---------- PROVIDED MATERIAL

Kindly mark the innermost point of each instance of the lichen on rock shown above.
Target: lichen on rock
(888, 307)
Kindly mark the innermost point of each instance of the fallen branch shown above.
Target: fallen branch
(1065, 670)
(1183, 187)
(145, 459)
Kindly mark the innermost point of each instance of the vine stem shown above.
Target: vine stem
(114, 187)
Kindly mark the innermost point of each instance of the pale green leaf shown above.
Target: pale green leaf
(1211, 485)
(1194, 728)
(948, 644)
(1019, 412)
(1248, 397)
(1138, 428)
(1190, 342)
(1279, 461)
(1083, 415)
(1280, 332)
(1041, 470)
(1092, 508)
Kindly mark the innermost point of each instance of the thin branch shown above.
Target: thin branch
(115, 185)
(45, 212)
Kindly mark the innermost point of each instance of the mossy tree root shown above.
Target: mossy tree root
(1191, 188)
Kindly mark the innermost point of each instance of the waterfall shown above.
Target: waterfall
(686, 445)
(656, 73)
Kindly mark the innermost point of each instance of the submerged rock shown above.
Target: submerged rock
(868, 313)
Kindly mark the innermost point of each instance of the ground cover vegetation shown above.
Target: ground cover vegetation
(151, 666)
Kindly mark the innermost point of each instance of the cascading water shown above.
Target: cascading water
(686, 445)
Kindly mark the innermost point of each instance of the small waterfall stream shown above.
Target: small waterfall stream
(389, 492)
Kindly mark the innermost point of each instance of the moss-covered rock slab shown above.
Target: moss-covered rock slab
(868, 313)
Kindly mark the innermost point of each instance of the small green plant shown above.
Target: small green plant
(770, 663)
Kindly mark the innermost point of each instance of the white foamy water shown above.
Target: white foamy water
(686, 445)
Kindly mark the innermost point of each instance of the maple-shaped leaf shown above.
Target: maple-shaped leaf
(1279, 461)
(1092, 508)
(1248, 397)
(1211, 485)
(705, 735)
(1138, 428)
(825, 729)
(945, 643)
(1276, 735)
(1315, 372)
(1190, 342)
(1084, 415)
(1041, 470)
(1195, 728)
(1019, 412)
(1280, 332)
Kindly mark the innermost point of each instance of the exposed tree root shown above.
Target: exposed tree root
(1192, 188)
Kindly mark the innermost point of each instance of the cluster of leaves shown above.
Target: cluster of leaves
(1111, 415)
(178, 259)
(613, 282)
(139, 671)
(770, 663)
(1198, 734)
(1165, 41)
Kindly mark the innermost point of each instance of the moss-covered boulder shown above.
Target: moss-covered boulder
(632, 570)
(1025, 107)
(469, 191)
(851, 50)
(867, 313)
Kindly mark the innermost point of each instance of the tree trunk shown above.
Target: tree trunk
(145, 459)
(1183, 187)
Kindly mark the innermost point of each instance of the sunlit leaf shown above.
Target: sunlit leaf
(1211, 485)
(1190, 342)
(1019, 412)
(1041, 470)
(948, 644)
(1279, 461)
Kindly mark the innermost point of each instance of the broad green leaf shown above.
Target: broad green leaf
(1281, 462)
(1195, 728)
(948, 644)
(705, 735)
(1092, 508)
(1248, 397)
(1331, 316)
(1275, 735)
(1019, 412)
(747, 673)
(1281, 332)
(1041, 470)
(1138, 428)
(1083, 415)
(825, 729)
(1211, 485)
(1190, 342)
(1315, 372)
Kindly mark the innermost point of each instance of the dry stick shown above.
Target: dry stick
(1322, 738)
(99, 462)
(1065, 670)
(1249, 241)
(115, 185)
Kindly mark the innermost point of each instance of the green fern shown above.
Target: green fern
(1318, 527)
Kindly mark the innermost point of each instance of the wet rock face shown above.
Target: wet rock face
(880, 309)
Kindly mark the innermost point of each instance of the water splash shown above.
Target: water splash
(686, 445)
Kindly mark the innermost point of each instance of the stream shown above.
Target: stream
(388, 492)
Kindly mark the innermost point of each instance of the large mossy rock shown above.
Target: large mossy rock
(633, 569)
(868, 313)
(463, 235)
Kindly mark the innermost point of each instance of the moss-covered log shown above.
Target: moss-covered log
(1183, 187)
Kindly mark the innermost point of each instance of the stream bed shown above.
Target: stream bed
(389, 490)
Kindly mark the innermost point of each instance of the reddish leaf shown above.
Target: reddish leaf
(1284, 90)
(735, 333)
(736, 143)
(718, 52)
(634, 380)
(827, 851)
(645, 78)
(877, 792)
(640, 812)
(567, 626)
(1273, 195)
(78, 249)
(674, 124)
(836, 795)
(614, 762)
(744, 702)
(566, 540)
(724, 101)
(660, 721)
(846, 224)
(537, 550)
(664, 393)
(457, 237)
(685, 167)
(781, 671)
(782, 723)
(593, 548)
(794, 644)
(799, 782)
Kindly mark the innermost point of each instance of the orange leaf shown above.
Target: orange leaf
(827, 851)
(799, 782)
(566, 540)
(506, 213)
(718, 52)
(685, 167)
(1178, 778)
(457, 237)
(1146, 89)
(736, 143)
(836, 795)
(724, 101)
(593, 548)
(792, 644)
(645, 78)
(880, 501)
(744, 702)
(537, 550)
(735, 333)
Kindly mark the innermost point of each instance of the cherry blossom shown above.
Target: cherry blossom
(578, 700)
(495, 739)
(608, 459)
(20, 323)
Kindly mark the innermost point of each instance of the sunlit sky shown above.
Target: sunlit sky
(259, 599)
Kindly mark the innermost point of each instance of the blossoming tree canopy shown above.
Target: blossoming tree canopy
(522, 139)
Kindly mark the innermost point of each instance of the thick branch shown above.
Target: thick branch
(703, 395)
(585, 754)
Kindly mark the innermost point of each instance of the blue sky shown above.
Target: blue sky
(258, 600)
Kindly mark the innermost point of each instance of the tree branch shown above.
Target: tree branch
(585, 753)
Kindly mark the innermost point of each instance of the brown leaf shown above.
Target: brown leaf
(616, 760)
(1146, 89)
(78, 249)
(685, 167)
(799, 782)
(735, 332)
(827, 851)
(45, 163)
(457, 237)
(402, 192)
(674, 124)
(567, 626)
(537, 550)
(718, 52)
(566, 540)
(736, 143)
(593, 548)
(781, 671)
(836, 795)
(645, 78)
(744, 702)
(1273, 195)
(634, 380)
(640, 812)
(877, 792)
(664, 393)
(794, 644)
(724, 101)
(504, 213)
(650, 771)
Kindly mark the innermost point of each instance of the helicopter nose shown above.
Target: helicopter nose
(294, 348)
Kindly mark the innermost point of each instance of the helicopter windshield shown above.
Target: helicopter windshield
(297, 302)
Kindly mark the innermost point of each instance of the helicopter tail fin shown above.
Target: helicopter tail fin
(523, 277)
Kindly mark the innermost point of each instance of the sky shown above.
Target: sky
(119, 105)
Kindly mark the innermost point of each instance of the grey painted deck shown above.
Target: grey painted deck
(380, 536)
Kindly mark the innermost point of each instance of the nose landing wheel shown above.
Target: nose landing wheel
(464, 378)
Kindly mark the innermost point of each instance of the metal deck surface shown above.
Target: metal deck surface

--------------------

__TASK__. Nothing is to be left out; every record above must be repeated exactly.

__TASK OUTPUT__.
Kindly mark the innermost point of each instance of the lichen on rock shown above.
Target: lichen on rock
(888, 307)
Kindly mark the innermost point of each instance of the fallen branch shown above.
Target: fallen branch
(1065, 670)
(1183, 187)
(145, 459)
Kindly mark the innermost point of each instance of the vine stem shown above.
Target: vine stem
(114, 187)
Kindly mark the innermost point of each instance of the pale green leaf shown above.
Target: pale green leaf
(1211, 485)
(1194, 728)
(948, 644)
(1019, 412)
(1248, 397)
(1138, 428)
(1190, 342)
(1279, 461)
(1083, 415)
(1280, 332)
(1041, 470)
(1092, 508)
Kindly mark the innermost point of each instance of the thin branch shown above.
Target: thin branch
(115, 185)
(45, 212)
Kindly mark the innermost point of each instance of the mossy tree root shown above.
Target: mossy tree root
(1191, 188)
Kindly mark the innermost point of each instance of the waterfall shown above.
Target: waterfall
(686, 445)
(656, 73)
Kindly mark the innermost point of each instance of the submerged rock shown above.
Target: submerged rock
(868, 313)
Kindly mark the innermost point of each instance of the ground cover vegetation shown above.
Target: ground cover vegetation
(151, 666)
Kindly mark the innermost point of each instance of the cascading water shown above.
Target: cascading water
(686, 445)
Kindly mark the innermost point of each instance of the small waterfall stream shown above.
Target: small waterfall stream
(389, 492)
Kindly mark the innermost point of each instance of the moss-covered rock slab shown above.
Target: moss-covered rock slab
(868, 313)
Kindly mark the innermost point of each instance of the small green plant shown above.
Target: small green plant
(770, 663)
Kindly mark the innermost point of each instance of the white foamy water shown above.
Target: white foamy water
(686, 445)
Kindly mark the innermost point of each instance of the maple-shaped leaf shown above.
Target: maple-shaped leaf
(1279, 461)
(1092, 508)
(1248, 397)
(1211, 485)
(705, 735)
(1138, 428)
(825, 729)
(945, 643)
(1276, 735)
(1315, 372)
(1190, 342)
(1084, 415)
(1041, 470)
(1195, 728)
(1019, 412)
(1280, 332)
Kindly mark the innermost point of each instance of the exposed tree root shown above.
Target: exposed tree root
(1192, 188)
Kindly mark the innermost point of each instance of the cluster of leaves shown above.
Target: cluster of leaves
(1111, 415)
(178, 259)
(613, 282)
(139, 671)
(770, 663)
(1198, 734)
(1165, 41)
Kindly mark the innermost point of each instance of the moss-covered boulder shown above.
Target: moss-covered boulder
(632, 570)
(1025, 107)
(469, 191)
(851, 50)
(867, 313)
Kindly mark the innermost point of each instance of the tree trunk shown above.
Target: tree trunk
(145, 459)
(1183, 187)
Kindly mark the innermost point of each instance of the sunlit leaf shown above.
Target: sunlit leaf
(1211, 485)
(1190, 342)
(1019, 412)
(1041, 470)
(948, 644)
(1279, 461)
Kindly mark the innermost point of each instance of the broad green leaf shown above.
Target: broad green leaf
(1281, 462)
(1195, 728)
(948, 644)
(705, 735)
(1092, 508)
(1248, 397)
(1331, 316)
(1275, 735)
(1019, 412)
(747, 673)
(1281, 332)
(1041, 470)
(1138, 428)
(1083, 415)
(825, 729)
(1211, 485)
(1190, 342)
(1315, 372)
Kindly mark the innermost point of each instance of the dry stick shown above.
Target: dry stick
(1322, 738)
(99, 462)
(1065, 670)
(1249, 241)
(115, 185)
Kindly mark the innermost point of each instance of the green fern shown above.
Target: green fern
(1318, 527)
Kindly mark the innermost point of each instance of the wet rock face shown above.
Target: wet rock face
(880, 309)
Kindly mark the innermost point of each instance of the water splash shown above.
Target: water splash
(686, 445)
Kindly mark the innermost point of each instance of the stream shown above.
Target: stream
(388, 492)
Kindly mark the innermost point of each instance of the large mossy rock shown above.
Target: large mossy rock
(633, 569)
(868, 313)
(463, 235)
Kindly mark the innermost point of each instance of the moss-covered log shown above.
Target: moss-covered log
(1183, 187)
Kindly mark the innermost point of each instance of the stream bed shown above.
Target: stream bed
(389, 490)
Kindly mark the innermost point of each instance of the reddish leaf shown above.
Target: reddish leaf
(1284, 90)
(735, 333)
(736, 143)
(718, 52)
(634, 380)
(827, 851)
(645, 78)
(877, 792)
(640, 812)
(567, 626)
(1273, 195)
(78, 249)
(674, 124)
(836, 795)
(614, 762)
(744, 702)
(566, 540)
(724, 101)
(660, 721)
(846, 224)
(537, 550)
(664, 393)
(457, 237)
(685, 167)
(781, 671)
(782, 723)
(593, 548)
(794, 644)
(799, 782)
Kindly mark the innermost point of each instance of the orange leaf shown above.
Target: orange leaf
(827, 851)
(799, 782)
(566, 540)
(506, 213)
(718, 52)
(685, 167)
(1178, 778)
(457, 237)
(1146, 89)
(736, 143)
(836, 795)
(724, 101)
(593, 548)
(792, 644)
(645, 78)
(880, 501)
(744, 702)
(537, 550)
(735, 333)
Kindly mark the innermost point of each instance of the cherry blossom shown above.
Target: cherry blossom
(578, 700)
(495, 739)
(608, 459)
(20, 323)
Kindly mark the innermost point of each instance of the sunlit sky shown above.
Target: sunlit sky
(259, 599)
Kindly mark the innermost point of each instance of the blossoming tree canopy shown above.
Target: blossoming tree canopy
(522, 139)
Kindly mark the innermost point of each instance of the thick branch shown above.
Target: thick branch
(703, 395)
(585, 754)
Kindly mark the innermost point of each instance of the blue sky shown above.
Target: blue sky
(258, 600)
Kindly mark the innermost point of each instance of the tree branch shown above.
Target: tree branch
(585, 753)
Kindly mark the innermost point of each instance of the brown leaf shown above.
Target: brown leaf
(616, 760)
(1146, 89)
(78, 249)
(685, 167)
(799, 782)
(735, 332)
(827, 851)
(45, 163)
(457, 237)
(402, 192)
(674, 124)
(567, 626)
(537, 550)
(718, 52)
(566, 540)
(736, 143)
(593, 548)
(781, 671)
(836, 795)
(645, 78)
(744, 702)
(1273, 195)
(634, 380)
(640, 812)
(877, 792)
(664, 393)
(794, 644)
(724, 101)
(504, 213)
(650, 771)
Kindly mark the innermost point of each instance of the helicopter nose shown above.
Target: helicopter nose
(294, 348)
Kindly mark the innermost point of each instance of the helicopter windshield shown above.
Target: helicopter windshield
(297, 302)
Kindly mark the innermost point of each instance of the helicopter tail fin shown above.
Target: helicopter tail fin
(523, 277)
Kindly mark the innermost point of each instance of the sky shown above.
Target: sky
(119, 105)
Kindly mark the innermost point of each instance of the grey painted deck shown above.
Target: grey painted deck
(380, 536)
Kindly mark the innermost point of each instance of the nose landing wheel shown above.
Target: nose landing wheel
(464, 378)
Kindly mark the innermost point of each instance of the metal deck surface shown above.
Target: metal deck surface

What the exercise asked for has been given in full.